PAGE start
SABMiller, AB InBev Agree on Key Terms of Deal
October 13 2015 - 3:50AM
Dow Jones News
LONDON—SABMiller PLC's board has agreed on the key terms of a
sweetened potential takeover offer by Anheuser-Busch InBev NV
valuing it at £ 68 billion ($104.36 billion), setting the stage for
the creation of a brewing behemoth that would dominate much of the
world's beer market.
After weeks of back and forth, SAB Miller's board has agreed to
unanimously recommend to its shareholders AB InBev's proposal to
pay £ 44 a share to buy the London-based brewer, marking a 50%
premium to its share price on Sept 14, the day before media
speculation about a potential deal emerged. For 41% of stock AB
InBev is offering a partial-share alternative, essentially a
combination of cash and stock translating into a lower per-share
price of £ 39.03. The alternative was devised for SABMiller's two
largest shareholders, Altria Group Inc. and the Santo Domingo
family's investment vehicle BevCo, and helps them with taxation and
potential accounting issues.
SABMiller has asked the U.K. Takeover Panel to extend the
so-called put-up-or-shut-up deadline, under which AB InBev needs to
make a firm offer for it or walk away, to Oct 28. The previous
deadline was Wednesday.
If AB InBev can't get the necessary regulatory clearances for
the deal to close, or its shareholders don't approve the deal, the
brewer would pay SAB Miller a breakup fee of $3 billion. AB InBev
said it will pay for the cash part of the deal through its internal
resources and issuing new debt.
The revised proposal is the fifth AB InBev has made for
SABMiller in recent weeks and comes after the Belgian brewer on
Monday said it was prepared to offer SABMiller's shareholders £
43.50 a share in cash and a partial-share alternative of £ 38.88,
translating into a combined price of £ 67.4 billion.
SABMiller had rejected its first three proposals, saying they
significantly undervalued it. On Monday, it declined to comment on
the fourth proposal.
SABMiller's two largest shareholders, Altria and the Santo
Domingo family, which have a 41% stake in the London-headquartered
brewer between them—had initially come down on different sides of
the offer. Altria, last week offered its support, but the Santo
Domingo family joined the rest of the board in rejecting AB InBev's
offer.
Tuesday's deal is unanimously supported by SABMiller's board,
meaning the Santo Domingo family changed its mind.
A tie-up between the two beer companies, if successful, would
bring household brands such as Budweiser, Corona and Stella Artois
together with Pilsener Urquell, Grolsch and Peroni, and give the
combined company a major presence in the U.S., China, Europe,
Africa and Latin America. Together, AB InBev and SABMiller sell
over 30% of the world's beer.
PAGE end
STORED DATA start
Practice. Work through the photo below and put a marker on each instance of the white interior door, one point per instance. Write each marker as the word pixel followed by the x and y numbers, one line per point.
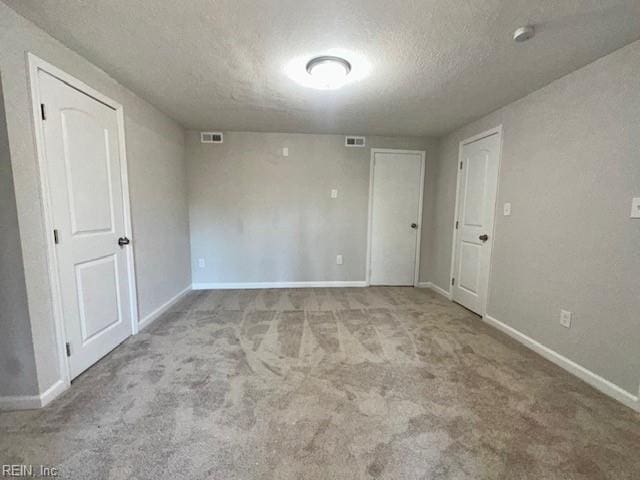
pixel 396 199
pixel 476 210
pixel 86 190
STORED DATA end
- [WRITTEN REQUEST 1]
List every beer brand named in the SABMiller takeover article.
- [WRITTEN REQUEST 2]
Write the next few paragraphs of the SABMiller takeover article, starting after its final sentence.
The lines above are separate from the article on the SABMiller takeover.

- [WRITTEN REPLY 1]
Budweiser, Corona, Stella Artois, Pilsener Urquell, Grolsch, Peroni

- [WRITTEN REPLY 2]
AB InBev's next big challenge is to get regulatory approval for
the deal, which is expected to face antitrust scrutiny around the
world and could take as long as a year to close according to some
antitrust experts.
The biggest regulatory hurdle is likely to be the crucial U.S.
market, where AB InBev already has a roughly 45% market share and
London-based SABMiller controls a further 25% through its
MillerCoors LLC joint venture with Molson Coors Brewing Co. AB
InBev was forced to dramatically restructure its $20.1 billion
acquisition of Mexican brewing giant Grupo Modelo SAB in 2013 after
the U.S. Justice Department sued to block the deal.
Another potential regulatory headache is China, where AB InBev
had a 14% market share last year, according to Euromonitor. Chinese
authorities could require the brewer to exit SABMiller's joint
venture with China Resources Enterprise Ltd., which controls 23% of
the market and produces the top-selling Snow brand. Some
divestitures could also be required In Latin America.
A question mark also hangs over the fate of the two brewers'
bottling arrangements with arch rivals Coca-Cola Co. and PepsiCo
Inc. SABMiller has disclosed in regulatory filings that a change of
control at the company would give Coke "certain rights" under their
bottling agreements. AB InBev's bottling agreements with PepsiCo
are set to expire at the end of 2017. The agreements are
automatically extended for another 10 years unless either company
gives written notice at least two years before they expire.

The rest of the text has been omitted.